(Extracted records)
..........

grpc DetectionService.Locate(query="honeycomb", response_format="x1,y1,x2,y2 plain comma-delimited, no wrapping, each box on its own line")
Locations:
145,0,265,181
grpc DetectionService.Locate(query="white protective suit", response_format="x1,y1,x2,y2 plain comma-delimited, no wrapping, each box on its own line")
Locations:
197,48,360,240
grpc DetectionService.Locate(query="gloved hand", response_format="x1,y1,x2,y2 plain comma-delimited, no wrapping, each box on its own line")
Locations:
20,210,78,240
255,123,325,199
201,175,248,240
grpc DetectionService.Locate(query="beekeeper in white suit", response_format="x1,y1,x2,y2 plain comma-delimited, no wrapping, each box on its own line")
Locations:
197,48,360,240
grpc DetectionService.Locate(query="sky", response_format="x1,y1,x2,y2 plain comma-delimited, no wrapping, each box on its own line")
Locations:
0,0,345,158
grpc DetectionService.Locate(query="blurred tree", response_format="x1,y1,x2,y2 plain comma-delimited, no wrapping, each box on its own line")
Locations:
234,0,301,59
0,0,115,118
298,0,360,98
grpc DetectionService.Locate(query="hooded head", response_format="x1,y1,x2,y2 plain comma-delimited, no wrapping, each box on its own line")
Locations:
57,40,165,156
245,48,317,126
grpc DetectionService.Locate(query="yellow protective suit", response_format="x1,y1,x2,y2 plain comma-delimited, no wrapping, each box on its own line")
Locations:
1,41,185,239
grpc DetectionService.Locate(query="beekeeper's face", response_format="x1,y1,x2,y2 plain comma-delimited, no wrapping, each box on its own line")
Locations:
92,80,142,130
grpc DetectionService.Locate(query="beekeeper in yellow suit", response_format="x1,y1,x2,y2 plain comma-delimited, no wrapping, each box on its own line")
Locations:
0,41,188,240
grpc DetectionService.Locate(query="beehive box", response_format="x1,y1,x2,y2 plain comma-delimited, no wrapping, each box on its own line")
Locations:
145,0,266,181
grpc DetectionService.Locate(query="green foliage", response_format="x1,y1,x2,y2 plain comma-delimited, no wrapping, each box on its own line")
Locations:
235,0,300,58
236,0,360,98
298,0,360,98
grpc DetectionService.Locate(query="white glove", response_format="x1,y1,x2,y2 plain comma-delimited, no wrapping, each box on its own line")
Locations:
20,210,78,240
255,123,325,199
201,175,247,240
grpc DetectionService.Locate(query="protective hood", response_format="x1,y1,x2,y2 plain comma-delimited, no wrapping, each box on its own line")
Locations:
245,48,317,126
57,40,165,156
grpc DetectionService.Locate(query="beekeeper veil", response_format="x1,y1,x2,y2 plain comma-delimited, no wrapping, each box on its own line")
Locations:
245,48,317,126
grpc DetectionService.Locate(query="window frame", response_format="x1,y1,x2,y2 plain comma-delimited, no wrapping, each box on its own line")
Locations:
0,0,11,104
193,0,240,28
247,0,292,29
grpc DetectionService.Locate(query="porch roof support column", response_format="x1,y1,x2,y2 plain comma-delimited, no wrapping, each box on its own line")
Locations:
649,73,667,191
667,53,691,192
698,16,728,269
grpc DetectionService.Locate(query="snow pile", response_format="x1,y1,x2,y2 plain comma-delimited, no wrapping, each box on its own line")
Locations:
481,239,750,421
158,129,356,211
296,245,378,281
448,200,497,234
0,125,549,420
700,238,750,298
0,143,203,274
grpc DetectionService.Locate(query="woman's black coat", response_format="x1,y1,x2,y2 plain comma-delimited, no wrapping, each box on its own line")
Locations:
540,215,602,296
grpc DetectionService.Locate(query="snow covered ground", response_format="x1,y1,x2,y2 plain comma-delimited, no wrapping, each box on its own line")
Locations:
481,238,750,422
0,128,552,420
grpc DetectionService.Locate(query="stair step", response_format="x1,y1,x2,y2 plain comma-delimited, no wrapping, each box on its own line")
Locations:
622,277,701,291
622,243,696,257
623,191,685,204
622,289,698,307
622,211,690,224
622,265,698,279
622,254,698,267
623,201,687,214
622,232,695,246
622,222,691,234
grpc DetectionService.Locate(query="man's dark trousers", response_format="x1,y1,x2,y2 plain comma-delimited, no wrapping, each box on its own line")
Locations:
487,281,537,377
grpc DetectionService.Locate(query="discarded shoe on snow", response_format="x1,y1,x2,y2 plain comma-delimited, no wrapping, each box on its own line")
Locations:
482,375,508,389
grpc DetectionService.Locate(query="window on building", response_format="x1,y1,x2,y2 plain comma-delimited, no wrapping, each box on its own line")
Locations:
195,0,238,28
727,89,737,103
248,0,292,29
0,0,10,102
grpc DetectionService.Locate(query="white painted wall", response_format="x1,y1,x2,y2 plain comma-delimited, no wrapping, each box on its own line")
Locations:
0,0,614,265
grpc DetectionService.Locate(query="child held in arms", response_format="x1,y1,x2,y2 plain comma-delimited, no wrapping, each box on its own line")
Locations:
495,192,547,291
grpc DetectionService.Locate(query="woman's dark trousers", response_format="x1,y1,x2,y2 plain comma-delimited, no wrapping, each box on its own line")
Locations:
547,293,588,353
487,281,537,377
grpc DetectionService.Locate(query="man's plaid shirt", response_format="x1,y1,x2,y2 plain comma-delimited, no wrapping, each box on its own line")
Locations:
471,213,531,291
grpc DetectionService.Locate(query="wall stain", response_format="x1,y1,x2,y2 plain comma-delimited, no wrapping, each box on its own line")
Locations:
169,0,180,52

..........

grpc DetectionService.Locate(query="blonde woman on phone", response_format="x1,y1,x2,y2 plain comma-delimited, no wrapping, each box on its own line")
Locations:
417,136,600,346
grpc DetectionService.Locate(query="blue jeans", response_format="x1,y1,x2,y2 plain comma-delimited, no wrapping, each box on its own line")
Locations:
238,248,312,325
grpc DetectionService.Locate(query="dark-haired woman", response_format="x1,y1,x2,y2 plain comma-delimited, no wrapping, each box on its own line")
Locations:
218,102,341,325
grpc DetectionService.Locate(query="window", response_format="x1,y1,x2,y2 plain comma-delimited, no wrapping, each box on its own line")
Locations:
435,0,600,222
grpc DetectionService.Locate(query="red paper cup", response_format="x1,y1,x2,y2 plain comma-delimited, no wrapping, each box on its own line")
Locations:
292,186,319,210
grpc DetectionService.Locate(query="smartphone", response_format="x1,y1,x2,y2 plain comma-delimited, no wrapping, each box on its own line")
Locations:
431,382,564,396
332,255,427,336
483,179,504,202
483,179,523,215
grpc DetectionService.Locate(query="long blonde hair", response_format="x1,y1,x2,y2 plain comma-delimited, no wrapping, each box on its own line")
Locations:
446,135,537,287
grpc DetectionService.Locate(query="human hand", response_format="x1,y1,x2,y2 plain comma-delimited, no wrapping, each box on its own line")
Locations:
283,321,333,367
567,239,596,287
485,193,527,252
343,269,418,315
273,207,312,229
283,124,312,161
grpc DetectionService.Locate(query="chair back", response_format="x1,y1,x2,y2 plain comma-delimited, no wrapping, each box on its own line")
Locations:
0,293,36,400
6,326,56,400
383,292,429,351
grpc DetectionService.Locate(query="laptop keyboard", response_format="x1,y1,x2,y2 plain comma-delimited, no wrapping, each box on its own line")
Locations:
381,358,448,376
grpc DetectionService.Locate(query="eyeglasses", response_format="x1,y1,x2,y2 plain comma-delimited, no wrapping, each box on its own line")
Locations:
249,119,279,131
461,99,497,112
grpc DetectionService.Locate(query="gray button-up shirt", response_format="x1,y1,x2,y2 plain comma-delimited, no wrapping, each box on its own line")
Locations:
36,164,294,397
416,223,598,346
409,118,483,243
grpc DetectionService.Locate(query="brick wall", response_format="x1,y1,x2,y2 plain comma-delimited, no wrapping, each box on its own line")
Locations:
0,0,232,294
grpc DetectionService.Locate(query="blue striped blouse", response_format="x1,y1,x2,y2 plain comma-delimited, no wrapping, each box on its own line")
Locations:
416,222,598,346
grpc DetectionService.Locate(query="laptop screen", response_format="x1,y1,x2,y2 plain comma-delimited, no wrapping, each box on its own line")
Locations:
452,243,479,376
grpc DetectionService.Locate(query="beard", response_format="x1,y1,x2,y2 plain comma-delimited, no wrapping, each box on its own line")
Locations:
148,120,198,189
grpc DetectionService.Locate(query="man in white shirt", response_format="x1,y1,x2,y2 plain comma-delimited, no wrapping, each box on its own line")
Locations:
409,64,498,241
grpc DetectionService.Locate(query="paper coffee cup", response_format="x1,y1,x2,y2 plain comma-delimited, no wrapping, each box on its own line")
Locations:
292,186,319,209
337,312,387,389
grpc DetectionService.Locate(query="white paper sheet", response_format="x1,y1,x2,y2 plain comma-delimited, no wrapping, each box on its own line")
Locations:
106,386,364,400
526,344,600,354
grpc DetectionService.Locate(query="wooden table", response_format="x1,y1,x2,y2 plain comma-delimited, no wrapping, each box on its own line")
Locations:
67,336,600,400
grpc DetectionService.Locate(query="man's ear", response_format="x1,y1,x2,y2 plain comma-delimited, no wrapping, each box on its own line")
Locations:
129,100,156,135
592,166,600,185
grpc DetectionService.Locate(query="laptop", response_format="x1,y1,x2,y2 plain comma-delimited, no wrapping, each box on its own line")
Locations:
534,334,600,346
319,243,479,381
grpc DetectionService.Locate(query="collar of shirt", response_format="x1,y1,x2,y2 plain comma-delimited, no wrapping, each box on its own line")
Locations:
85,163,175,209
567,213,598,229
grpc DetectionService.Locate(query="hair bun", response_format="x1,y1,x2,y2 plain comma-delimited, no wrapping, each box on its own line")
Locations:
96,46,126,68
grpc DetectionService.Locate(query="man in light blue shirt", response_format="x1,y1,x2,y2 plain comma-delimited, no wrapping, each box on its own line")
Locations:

..........

◆ What you have to do ◆
Which rows contain the string "blonde" with its capitalization matched exactly? Report each such row in full.

◆ Correct result ◆
grpc DetectionService.Locate(query="blonde woman on phone", response_format="x1,y1,x2,y2 plain comma-delimited, no wrapping, each box on its own line")
grpc DetectionService.Locate(query="long blonde hair", response_format="x1,y1,x2,y2 plain comma-delimited, no wrapping, each box on its own line")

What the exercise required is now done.